#### Problem statement
Retype the entries in full, exactly.

+===+

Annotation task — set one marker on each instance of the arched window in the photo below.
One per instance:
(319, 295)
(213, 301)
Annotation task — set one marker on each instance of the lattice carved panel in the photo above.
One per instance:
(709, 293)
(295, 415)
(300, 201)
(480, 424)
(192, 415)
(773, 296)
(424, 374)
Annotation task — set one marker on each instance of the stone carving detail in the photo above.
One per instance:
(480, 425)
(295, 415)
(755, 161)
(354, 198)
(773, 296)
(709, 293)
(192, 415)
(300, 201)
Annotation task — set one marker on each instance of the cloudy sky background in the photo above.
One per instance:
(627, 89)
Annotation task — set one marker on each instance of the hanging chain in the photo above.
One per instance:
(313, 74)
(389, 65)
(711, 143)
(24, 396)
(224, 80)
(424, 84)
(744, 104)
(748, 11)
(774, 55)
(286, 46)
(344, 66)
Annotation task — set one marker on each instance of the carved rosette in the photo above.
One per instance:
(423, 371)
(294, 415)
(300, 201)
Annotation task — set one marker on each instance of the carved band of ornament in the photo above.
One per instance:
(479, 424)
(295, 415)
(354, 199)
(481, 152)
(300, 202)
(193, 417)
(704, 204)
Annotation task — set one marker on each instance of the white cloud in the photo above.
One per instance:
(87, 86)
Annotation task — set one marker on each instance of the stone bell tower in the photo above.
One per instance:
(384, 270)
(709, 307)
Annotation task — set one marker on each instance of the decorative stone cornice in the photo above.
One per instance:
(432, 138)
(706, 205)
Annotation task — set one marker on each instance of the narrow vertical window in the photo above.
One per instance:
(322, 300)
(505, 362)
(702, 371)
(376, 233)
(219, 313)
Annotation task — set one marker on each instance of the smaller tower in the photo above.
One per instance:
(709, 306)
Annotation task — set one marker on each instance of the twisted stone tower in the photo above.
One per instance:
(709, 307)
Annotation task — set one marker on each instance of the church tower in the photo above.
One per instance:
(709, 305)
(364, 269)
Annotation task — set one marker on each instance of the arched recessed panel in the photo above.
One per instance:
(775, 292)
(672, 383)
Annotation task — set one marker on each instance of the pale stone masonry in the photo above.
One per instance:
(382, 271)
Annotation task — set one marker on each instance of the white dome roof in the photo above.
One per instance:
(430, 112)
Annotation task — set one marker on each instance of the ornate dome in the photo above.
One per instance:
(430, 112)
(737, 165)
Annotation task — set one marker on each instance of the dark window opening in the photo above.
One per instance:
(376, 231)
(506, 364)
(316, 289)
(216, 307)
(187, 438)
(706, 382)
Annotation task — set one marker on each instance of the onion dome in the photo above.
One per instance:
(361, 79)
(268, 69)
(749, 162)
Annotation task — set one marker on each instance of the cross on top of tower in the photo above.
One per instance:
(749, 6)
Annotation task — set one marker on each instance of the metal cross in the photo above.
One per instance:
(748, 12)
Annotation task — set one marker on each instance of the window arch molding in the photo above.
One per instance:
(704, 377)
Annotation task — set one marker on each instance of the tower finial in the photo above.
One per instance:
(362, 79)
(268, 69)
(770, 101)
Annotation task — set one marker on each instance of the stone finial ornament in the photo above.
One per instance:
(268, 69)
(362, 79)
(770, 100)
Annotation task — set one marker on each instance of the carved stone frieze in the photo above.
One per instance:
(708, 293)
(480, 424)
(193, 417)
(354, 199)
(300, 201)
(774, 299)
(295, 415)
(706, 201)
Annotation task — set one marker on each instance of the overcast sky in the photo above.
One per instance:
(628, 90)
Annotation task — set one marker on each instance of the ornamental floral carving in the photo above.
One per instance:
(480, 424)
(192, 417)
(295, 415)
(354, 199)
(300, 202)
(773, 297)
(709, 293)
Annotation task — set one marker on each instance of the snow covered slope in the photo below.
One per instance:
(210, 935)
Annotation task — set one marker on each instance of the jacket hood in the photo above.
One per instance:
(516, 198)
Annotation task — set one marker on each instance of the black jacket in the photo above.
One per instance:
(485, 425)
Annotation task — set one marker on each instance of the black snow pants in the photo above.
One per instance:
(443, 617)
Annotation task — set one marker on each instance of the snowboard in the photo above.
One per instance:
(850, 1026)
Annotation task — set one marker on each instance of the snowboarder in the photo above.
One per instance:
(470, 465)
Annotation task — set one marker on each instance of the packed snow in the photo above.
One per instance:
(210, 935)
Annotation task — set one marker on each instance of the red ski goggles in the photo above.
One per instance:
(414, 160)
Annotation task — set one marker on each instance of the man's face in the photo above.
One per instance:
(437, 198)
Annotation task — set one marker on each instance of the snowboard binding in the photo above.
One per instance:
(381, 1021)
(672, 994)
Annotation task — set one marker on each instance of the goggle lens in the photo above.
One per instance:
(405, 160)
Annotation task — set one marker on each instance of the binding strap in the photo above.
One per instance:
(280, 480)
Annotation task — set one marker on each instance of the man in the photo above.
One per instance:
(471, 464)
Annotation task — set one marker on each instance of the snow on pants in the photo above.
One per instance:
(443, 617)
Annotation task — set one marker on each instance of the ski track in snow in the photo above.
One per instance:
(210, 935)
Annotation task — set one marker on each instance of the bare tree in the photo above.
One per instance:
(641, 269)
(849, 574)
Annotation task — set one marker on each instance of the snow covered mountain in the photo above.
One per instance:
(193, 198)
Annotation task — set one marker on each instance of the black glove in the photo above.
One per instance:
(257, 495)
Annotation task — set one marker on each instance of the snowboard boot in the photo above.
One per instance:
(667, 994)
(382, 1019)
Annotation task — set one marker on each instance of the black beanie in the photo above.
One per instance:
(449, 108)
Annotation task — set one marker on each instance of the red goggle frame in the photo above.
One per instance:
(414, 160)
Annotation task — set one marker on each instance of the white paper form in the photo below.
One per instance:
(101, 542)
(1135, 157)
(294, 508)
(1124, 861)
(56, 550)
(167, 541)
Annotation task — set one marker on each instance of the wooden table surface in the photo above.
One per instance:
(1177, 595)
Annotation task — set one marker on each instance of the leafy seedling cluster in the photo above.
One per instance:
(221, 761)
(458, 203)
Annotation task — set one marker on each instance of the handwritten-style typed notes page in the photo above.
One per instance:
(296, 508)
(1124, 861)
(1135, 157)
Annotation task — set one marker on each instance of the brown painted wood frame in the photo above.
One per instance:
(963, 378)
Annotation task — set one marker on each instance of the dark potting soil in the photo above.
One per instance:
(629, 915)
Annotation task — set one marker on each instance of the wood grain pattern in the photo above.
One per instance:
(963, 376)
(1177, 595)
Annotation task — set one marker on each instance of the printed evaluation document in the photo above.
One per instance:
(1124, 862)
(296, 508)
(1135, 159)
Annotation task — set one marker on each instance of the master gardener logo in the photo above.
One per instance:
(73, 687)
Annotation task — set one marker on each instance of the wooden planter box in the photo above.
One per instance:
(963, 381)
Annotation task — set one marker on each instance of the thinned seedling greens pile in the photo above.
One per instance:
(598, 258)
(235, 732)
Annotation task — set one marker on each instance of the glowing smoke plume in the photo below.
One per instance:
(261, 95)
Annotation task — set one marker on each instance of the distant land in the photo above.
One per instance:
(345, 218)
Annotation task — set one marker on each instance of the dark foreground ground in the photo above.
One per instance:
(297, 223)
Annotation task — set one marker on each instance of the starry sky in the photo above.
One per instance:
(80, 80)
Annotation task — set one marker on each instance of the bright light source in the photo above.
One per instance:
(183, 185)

+===+

#### Task solution
Annotation task — set one marker on each instance of the arched window in the photo below.
One per instance:
(319, 295)
(213, 301)
Annotation task — set one marker on each instance of the lattice carved panel in the photo above.
One per instance:
(709, 293)
(295, 415)
(300, 201)
(480, 424)
(192, 415)
(773, 296)
(424, 374)
Annotation task — set one marker on each instance of the stone carving detail in the photo above.
One per instance:
(480, 425)
(295, 415)
(755, 161)
(354, 198)
(773, 296)
(709, 293)
(192, 415)
(300, 201)
Annotation task — set one marker on each instance of the cloudy sky background in the photo above.
One per instance:
(627, 89)
Annotation task — set one marker on each instance of the hanging chain in the photo above.
One per instance:
(313, 74)
(389, 65)
(711, 143)
(24, 396)
(224, 80)
(424, 84)
(744, 104)
(748, 11)
(774, 55)
(286, 46)
(344, 66)
Annotation task — set one marker on each instance of the carved rosette in the photo above.
One per instance:
(423, 371)
(294, 415)
(300, 201)
Annotation task — set one marker on each instance of the carved band of ornament in the photo above.
One per instance:
(479, 424)
(295, 415)
(354, 199)
(481, 152)
(300, 202)
(193, 417)
(704, 204)
Annotation task — set one marker on each instance of the white cloud in the photo above.
One per instance:
(87, 86)
Annotation task — set one marker on each instance of the stone bell tower in the photo above.
One per instance:
(384, 270)
(709, 307)
Annotation task — set one marker on each instance of the decorative stone cornice in the photo above.
One per instance:
(432, 138)
(706, 205)
Annotation task — set one marker on each instance of the narrow vertical window in the photo above.
One per instance:
(322, 300)
(505, 362)
(702, 371)
(376, 233)
(219, 313)
Annotation task — set one marker on each instance of the smaller tower in the photo above.
One per instance:
(709, 306)
Annotation task — set one marker on each instance of the twisted stone tower in the photo above.
One per instance:
(709, 307)
Annotation task — set one marker on each instance of the church tower in the photo above.
One per instance:
(709, 305)
(364, 269)
Annotation task — set one marker on each instance of the arched recessed panel in the photo above.
One per instance:
(775, 292)
(672, 383)
Annotation task — set one marker on each instance of the pale stone masonry in the photo above.
One per instance:
(382, 271)
Annotation task — set one marker on each instance of the white dome roof in the photo above.
One per instance:
(430, 112)
Annotation task — set one marker on each instance of the ornate dome in the photo above.
One per instance:
(430, 112)
(737, 165)
Annotation task — set one marker on each instance of the dark window opening in the photo above.
One per instance:
(376, 231)
(506, 364)
(316, 289)
(216, 307)
(187, 438)
(706, 382)
Annotation task — set one marker on each instance of the onion dome in the photo above.
One per instance:
(361, 79)
(268, 69)
(749, 162)
Annotation task — set one marker on each instance of the cross on top of tower in the photo above.
One per instance:
(749, 6)
Annotation task — set one marker on each instance of the metal cross in the photo above.
One per instance:
(748, 12)
Annotation task — set one marker on each instance of the window arch molding in the photo above.
One per instance:
(704, 377)
Annotation task — set one marker on each instance of the tower finial in the photo above.
One per instance:
(362, 79)
(268, 69)
(770, 101)
Annotation task — set one marker on each instance of the stone finial ornament in the photo above.
One per instance:
(268, 69)
(362, 79)
(770, 100)
Annotation task — set one marker on each instance of the carved stone frieze in the photo above.
One per instance:
(708, 293)
(480, 424)
(193, 417)
(354, 199)
(300, 201)
(774, 299)
(295, 415)
(706, 201)
Annotation task — set one marker on each instance of the overcast sky in the photo above.
One per instance:
(628, 90)
Annotation task — set one marker on each instance of the ornamental floral carving in the photo above.
One per instance:
(480, 424)
(192, 417)
(295, 415)
(354, 199)
(300, 202)
(773, 297)
(709, 293)
Annotation task — set one marker on each instance of the snow covered slope in the photo below.
One per instance:
(210, 935)
Annotation task — set one marker on each instance of the jacket hood in the photo above.
One per instance:
(516, 198)
Annotation task — set one marker on each instance of the black jacket in the photo above.
One per instance:
(485, 425)
Annotation task — set one marker on each instance of the black snow pants in the photo above.
One per instance:
(443, 617)
Annotation task — set one marker on each instance of the snowboard in the photo above.
One per instance:
(850, 1026)
Annotation task — set one marker on each instance of the snowboarder in the photo above.
One per instance:
(470, 465)
Annotation task — set one marker on each instance of the packed snow in the photo above.
One per instance:
(210, 935)
Annotation task — set one marker on each instance of the red ski goggles in the photo above.
One per instance:
(414, 160)
Annotation task — set one marker on each instance of the man's face in the photo above.
One per instance:
(437, 198)
Annotation task — set one marker on each instance of the snowboard binding in the photo above.
One per instance:
(381, 1021)
(672, 994)
Annotation task — set one marker on each instance of the goggle lens in the photo above.
One per instance:
(405, 160)
Annotation task — set one marker on each instance of the binding strap in the photo above.
One per instance:
(280, 480)
Annotation task — set one marker on each instance of the man in the photo above.
One per instance:
(471, 464)
Annotation task — set one marker on each instance of the snow on pants in the photo above.
One per instance:
(443, 617)
Annotation task — set one marker on each instance of the ski track in snow in the photo above.
One per instance:
(210, 935)
Annotation task — set one marker on each instance of the bare tree in the photo above.
One per instance:
(641, 269)
(849, 574)
Annotation task — set one marker on each instance of the snow covered mountain in the photo above.
One per instance:
(193, 198)
Annotation task — set one marker on each instance of the black glove in the photo above.
One per instance:
(257, 495)
Annotation task — set one marker on each instance of the snowboard boot in the photo above.
One per instance:
(667, 994)
(382, 1019)
Annotation task — set one marker on each instance of the black beanie in the photo above.
One per instance:
(449, 108)
Annotation task — set one marker on each instance of the red goggle frame in the photo above.
One per instance:
(414, 160)
Annotation task — set one marker on each instance of the white paper form in the photo below.
One per instance:
(101, 542)
(1135, 157)
(294, 508)
(1124, 861)
(56, 550)
(167, 541)
Annotation task — set one marker on each instance of the wooden table surface in the photo above.
One per instance:
(1177, 595)
Annotation task — set one marker on each instance of the leafy seedling cluster in the photo above.
One per instance:
(221, 761)
(458, 203)
Annotation task — set one marker on each instance of the handwritten-style typed notes page in the photo above.
One per instance:
(296, 508)
(1124, 861)
(1135, 157)
Annotation task — set one marker on each instance of the brown painted wood frame in the photo above.
One per instance:
(963, 378)
Annotation task — set one marker on each instance of the dark potting soil in the photo above.
One per instance:
(629, 915)
Annotation task — set one marker on each instance of the wood grain pattern in the photo above.
One per instance:
(963, 376)
(1177, 595)
Annotation task — set one marker on each instance of the printed evaluation document in the photo above.
One per instance:
(1124, 862)
(296, 508)
(1135, 159)
Annotation task — set one marker on each instance of the master gardener logo in the photo above.
One per instance:
(73, 687)
Annotation task — set one marker on each instance of the wooden planter box in the photo above.
One per instance:
(963, 381)
Annotation task — set one marker on each instance of the thinned seedling greens pile in the photo above.
One per instance:
(598, 258)
(235, 732)
Annotation task — set one marker on each instance of the glowing smoke plume in the photo below.
One per instance:
(261, 95)
Annotation task — set one marker on each instance of the distant land in the photo above.
One per instance:
(345, 218)
Annotation task — set one marker on each instance of the dark foreground ground in the photo above.
One per instance:
(297, 223)
Annotation task — set one marker on each instance of the starry sky in the photo above.
One per instance:
(80, 80)
Annotation task — set one marker on each instance of the bright light source in the photo above.
One per instance:
(183, 185)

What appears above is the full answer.